Coordenador de Projetos: Arq. Ana Carolina Marques Damasco Penna
Responsável Técnico: Arq. Márcio Novaes Coelho Jr
Arquiteto Sênior: Arq. Silvio Sguizzardi

Projetos Complementares

Projeto de Fundações e Estruturas: Eng. Edison Martiniano de Oliveira Junior
Projeto de Instalações Hidráulicas e Sanitárias: Eng. Edison Martiniano de Oliveira Junior
Projeto de Instalações Elétricas e Eletrônicas: Eng. Joel Soares Gallis
Projeto de Instalações de telefonia (comunicação interna em geral): Eng. Joel Soares Gallis
Projeto de Instalações de Prevenção e combate a incêndio: Eng. Edison Martiniano de Oliveira Junior

Restauro do Palácio do Imperador de Itapura

Esta proposta de reabilitação do Palácio do Imperador, em Itapura – SP, parte da premissa de reinseri-lo de forma ativa na vida sociocultural da cidade, proporcionando a sua adequada preservação, a partir da formação de um núcleo cultural, formado pelo conjunto do bem tombado, a ser ocupado pelos Departamentos de Educação e Cultura e de Turismo, Esporte e Lazer, das novas instalações da Biblioteca Municipal e do Centro de Memória, de uma nova praça pública, dotada de infra-estrutura para projeção de filmes ao ar-livre, além da previsão de local para futura instalação do Museu Histórico de Itapura, e da estreita relação a ser fomentada para com as escolas públicas vizinhas.

* _Registros listados_:
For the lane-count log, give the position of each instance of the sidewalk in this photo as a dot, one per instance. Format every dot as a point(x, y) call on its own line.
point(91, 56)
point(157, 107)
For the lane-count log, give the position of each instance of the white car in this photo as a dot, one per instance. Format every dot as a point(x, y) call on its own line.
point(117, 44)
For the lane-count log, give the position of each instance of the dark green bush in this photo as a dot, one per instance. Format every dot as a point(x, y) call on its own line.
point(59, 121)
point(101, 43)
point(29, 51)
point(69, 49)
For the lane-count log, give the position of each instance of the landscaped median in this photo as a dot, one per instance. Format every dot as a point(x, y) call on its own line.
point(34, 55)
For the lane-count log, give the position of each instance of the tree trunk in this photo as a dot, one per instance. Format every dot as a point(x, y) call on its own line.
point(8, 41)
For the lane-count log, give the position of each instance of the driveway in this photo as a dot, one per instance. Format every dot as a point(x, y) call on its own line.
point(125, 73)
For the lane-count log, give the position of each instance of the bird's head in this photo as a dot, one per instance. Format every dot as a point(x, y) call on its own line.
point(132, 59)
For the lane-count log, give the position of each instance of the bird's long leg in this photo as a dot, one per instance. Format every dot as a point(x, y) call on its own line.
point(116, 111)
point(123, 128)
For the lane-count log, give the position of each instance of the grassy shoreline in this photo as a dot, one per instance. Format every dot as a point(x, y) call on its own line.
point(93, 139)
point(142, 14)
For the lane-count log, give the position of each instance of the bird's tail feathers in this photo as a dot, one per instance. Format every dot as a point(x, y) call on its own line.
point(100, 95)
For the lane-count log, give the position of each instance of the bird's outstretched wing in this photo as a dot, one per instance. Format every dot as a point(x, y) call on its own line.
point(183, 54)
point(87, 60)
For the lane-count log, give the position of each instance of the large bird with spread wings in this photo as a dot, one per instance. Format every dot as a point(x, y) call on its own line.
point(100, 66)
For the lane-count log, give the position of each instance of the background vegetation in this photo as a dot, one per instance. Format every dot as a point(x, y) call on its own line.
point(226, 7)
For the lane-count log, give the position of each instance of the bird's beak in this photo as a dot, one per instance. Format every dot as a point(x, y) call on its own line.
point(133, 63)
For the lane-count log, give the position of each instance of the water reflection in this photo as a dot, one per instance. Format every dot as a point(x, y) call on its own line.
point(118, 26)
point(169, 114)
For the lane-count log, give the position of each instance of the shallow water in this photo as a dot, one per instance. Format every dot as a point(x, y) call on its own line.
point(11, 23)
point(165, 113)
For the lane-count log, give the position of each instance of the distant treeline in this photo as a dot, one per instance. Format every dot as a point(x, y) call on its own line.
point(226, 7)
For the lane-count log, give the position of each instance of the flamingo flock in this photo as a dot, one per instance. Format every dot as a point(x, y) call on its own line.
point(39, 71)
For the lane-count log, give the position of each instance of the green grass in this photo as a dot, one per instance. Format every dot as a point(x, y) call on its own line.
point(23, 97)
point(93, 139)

* _Tarefas_:
(1) Liste todos os projetos complementares que aparecem no trecho sobre o restauro do Palácio do Imperador, sem os nomes dos responsáveis.
(2) Dê continuidade ao trecho sobre o restauro do Palácio do Imperador a partir da última frase.

* _Respostas em ordem_:
(1)
- Projeto de Fundações e Estruturas
- Projeto de Instalações Hidráulicas e Sanitárias
- Projeto de Instalações Elétricas e Eletrônicas
- Projeto de Instalações de telefonia (comunicação interna em geral)
- Projeto de Instalações de Prevenção e combate a incêndio

(2)
ESTRATÉGIA DE IMPLANTAÇÃO
A partir da análise da história do lugar, foi verificado que, não apenas a cidade perdeu parte de seu território, com sua inundação pelo represamento das águas dos rios Paraná e Tietê, sendo obrigada a mudar-se para a parte mais elevada do terreno, mas também parte da cidade nova foi erguida justamente sobre o local da primeira ocupação daquele território, ou seja, sobre os vestígios da antiga Colônia Militar de Itapura.
Comparando a planta cadastral atual da cidade com o mapa de 1885 da antiga colônia, percebe-se que o Palácio, antes inserido como elemento referencial de um conjunto simétrico e ordenado de construções, fora incorporado ao novo arruamento de forma aleatória, agora deslocado na quadra, sem relações para com o seu entorno imediato. Indício concreto deste fato é a verificação do posicionamento do bem tombado em relação ao desenho da quadra em que se encontra, formando inclinação de 10° para com os limites do lote.
Buscando estabelecer uma relação entre essas camadas historiográficas do lugar, explorar suas potencialidades e ressaltar os diferentes momentos formadores da cidade atual, propomos uma abordagem da memória arqueológica de Itapura, tomando como base projetual os traços de suas ocupações no tempo e espaço.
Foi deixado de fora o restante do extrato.